- Exercise details
Take the line that contains "of the wall-mounted" and each line after it in the material below, and transcribe them exactly, stopping at the end.

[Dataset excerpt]

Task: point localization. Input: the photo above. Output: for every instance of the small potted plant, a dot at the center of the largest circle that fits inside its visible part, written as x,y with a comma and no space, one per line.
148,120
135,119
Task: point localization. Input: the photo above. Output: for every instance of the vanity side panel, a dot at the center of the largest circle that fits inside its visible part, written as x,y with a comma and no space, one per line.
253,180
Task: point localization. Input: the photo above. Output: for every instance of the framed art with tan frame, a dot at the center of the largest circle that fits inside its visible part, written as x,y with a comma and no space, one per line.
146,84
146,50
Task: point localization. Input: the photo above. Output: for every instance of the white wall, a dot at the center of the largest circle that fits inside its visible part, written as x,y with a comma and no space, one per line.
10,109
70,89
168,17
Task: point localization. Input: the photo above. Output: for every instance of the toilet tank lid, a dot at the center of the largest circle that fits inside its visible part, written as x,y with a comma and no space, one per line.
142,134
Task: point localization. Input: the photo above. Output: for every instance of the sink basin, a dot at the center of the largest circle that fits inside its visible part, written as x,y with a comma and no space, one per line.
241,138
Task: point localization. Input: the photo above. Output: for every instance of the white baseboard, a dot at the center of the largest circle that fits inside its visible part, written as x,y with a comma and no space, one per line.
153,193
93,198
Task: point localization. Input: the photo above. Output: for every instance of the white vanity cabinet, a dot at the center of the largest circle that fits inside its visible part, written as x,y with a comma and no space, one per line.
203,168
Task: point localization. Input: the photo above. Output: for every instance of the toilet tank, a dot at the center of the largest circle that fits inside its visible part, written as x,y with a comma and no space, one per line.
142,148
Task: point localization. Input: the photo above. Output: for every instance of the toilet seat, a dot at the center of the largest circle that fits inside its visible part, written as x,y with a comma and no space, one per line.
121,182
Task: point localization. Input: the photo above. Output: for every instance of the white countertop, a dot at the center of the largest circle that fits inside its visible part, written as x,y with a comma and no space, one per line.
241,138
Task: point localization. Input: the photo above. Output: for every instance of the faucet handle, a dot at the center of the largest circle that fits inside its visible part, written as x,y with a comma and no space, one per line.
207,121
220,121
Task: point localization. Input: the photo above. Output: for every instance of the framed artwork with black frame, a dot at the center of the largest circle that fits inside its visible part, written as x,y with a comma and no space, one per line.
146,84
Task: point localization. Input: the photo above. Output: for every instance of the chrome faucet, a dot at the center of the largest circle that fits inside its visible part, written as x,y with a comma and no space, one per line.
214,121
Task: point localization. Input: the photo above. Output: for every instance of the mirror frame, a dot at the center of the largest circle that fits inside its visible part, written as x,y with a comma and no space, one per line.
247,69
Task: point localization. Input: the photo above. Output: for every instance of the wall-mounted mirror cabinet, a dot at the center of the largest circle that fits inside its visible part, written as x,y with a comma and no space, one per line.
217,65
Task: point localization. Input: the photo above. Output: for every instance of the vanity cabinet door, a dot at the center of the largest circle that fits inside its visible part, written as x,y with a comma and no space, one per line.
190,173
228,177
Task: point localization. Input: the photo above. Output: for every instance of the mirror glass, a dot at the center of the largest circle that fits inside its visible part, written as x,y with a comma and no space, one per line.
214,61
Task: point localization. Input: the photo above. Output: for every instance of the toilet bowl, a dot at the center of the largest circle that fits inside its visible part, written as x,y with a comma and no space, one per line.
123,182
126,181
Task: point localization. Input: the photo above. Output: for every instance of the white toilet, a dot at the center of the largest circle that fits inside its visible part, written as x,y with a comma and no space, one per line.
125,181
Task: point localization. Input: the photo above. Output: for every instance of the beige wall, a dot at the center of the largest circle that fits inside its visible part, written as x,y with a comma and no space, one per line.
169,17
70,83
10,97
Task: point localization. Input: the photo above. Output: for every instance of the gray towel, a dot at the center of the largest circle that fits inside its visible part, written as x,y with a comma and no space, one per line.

- Task response
Task: point localization. Input: the photo above. Output: for every instance of the wall-mounted mirror cabinet, a dot at the center of the largest circle that fits inside its visible part, written as x,y with a comma and no space, one per line.
217,65
Task: point localization. Input: the photo above. Output: for every instance of the vanity cabinet door, a dot at the center of the largest circle that fits inside its visible part, written as x,y with a comma and no space, one per line.
190,173
228,177
Task: point localization. Input: the photo above. Output: for every instance of the mirror glass, a dot at the center of the largest circle that fits inside its visible part, written as x,y with a comma and no space, one per line.
214,61
Task: point localization. Input: the photo above. Output: for every instance of the toilet bowl, a dot at the center of the largest circle that fits inside its visible part, written as x,y with a comma and no space, one per line.
123,182
126,181
Task: point localization. Input: the photo above. Output: for every instance of the white toilet, a dot at the center of the largest circle that fits inside its visible part, written as x,y with a comma and no space, one per line.
125,181
Task: point localization. Input: the photo above. Output: for every instance of the beige wall, a dot at the center of the largest circle that fits inside its visible part, written as x,y with a comma and no space, one per line.
169,17
70,83
10,97
Task: point localization. Input: the photo above. Output: for every instance of the gray towel, a dot at the center of the largest circle that fits inside its visible part, written as x,y with a comma and no space, one per line.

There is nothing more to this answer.